WHAT THE TASK ASKS –
Reproduce word for word everything in the entries below, from the line containing "Question. Locate the slug" down to the end of the entries.

EXERCISE DATA –
_ _ _ _ _

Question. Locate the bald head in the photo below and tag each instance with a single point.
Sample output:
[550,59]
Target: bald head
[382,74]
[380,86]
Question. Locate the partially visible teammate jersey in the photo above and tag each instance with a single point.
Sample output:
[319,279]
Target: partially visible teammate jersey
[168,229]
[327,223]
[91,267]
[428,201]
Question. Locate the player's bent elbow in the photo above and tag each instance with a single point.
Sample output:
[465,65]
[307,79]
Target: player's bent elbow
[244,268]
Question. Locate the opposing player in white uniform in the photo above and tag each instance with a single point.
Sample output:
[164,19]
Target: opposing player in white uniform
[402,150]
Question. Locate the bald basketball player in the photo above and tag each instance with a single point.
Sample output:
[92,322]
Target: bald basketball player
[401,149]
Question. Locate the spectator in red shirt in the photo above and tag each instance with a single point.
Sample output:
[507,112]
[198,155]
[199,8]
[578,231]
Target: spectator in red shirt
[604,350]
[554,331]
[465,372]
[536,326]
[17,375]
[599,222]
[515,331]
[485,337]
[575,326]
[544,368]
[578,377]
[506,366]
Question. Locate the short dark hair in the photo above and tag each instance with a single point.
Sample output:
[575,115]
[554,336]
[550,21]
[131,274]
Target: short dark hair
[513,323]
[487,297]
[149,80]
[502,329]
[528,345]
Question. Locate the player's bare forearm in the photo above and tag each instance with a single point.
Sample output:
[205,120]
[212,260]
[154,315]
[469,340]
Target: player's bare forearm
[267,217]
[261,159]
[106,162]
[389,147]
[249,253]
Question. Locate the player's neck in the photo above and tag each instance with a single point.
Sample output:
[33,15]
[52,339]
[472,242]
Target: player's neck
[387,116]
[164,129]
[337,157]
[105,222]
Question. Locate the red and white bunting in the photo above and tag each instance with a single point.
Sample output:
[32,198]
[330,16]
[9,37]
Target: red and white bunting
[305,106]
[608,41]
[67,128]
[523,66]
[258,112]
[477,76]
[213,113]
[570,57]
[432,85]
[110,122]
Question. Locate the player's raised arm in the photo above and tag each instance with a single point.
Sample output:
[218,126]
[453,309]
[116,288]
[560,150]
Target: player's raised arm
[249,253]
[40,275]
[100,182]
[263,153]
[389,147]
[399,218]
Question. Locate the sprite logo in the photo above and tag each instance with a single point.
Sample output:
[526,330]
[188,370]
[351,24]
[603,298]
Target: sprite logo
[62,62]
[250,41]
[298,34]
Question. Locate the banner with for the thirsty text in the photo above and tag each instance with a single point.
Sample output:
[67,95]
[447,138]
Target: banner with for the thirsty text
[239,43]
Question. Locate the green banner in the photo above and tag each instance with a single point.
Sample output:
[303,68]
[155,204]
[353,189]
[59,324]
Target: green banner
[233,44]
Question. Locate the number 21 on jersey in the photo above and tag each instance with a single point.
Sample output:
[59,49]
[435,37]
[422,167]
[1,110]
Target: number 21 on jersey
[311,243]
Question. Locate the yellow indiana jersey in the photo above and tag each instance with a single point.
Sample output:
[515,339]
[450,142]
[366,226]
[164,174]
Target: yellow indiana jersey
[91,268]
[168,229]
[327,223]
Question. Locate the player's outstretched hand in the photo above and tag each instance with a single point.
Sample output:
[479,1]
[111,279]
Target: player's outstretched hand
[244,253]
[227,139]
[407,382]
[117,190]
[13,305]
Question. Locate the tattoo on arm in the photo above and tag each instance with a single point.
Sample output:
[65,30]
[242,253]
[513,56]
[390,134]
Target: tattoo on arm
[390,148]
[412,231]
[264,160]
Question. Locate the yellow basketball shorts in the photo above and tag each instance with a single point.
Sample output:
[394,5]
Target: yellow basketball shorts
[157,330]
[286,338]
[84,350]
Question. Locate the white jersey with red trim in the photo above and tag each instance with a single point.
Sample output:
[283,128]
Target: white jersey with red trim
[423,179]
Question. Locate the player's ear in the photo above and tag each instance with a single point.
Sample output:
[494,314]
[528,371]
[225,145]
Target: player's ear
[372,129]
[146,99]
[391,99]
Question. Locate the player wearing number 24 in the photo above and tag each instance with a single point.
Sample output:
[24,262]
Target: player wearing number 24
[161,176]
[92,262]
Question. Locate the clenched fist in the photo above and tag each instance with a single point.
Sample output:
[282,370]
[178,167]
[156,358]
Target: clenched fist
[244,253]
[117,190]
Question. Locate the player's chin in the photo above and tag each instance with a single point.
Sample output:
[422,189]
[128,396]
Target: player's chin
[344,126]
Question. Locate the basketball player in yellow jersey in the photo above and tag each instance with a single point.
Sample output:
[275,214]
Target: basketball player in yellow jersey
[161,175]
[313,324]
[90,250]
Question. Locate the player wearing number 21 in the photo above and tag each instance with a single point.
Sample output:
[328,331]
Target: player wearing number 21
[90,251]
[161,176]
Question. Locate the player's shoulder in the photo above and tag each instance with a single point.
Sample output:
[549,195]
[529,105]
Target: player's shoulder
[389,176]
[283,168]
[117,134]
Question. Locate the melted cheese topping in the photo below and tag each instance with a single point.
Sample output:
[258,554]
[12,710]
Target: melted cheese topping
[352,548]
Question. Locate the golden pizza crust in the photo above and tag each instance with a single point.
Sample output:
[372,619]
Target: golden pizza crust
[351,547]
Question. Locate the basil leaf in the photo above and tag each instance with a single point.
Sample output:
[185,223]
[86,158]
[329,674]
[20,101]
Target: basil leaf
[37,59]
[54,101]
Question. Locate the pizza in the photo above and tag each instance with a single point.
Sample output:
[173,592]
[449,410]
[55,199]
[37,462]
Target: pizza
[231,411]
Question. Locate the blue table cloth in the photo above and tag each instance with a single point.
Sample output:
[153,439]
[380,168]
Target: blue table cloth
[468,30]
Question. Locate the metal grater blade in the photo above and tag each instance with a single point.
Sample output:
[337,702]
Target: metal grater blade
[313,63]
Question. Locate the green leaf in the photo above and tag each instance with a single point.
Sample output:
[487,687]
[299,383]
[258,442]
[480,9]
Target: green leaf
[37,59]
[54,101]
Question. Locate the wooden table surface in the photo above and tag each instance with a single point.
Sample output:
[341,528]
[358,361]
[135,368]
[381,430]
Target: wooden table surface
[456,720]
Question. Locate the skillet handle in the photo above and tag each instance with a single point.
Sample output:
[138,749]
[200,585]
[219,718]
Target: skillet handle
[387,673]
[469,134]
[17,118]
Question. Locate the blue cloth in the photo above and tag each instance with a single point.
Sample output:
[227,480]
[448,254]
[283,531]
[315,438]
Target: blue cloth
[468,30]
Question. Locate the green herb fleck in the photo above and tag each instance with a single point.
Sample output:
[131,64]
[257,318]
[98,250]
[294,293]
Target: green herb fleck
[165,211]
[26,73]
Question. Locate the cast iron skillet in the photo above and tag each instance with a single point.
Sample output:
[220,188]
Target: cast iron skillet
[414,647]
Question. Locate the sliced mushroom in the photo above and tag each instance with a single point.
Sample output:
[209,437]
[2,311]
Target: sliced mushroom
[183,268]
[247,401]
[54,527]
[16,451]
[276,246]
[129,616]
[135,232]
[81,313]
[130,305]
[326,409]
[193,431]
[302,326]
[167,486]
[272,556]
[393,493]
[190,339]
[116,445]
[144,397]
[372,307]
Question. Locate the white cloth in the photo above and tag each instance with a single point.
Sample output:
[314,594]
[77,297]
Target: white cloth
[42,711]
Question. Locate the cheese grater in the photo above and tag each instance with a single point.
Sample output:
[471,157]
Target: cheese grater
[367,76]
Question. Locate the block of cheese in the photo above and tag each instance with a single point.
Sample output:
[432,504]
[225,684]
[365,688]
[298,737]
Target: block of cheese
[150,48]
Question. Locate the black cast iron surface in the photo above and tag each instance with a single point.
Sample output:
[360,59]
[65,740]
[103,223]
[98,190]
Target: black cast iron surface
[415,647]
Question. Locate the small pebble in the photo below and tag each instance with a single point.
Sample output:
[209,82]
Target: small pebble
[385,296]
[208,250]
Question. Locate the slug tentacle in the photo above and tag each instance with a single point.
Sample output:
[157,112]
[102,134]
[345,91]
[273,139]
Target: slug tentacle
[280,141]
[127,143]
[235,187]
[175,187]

_ _ _ _ _

REPLY –
Question. Locate the slug tentacle in the photo above and tag each instance with a single point.
Sample output:
[157,112]
[102,134]
[345,91]
[273,139]
Target: slug tentacle
[280,141]
[127,143]
[235,187]
[175,187]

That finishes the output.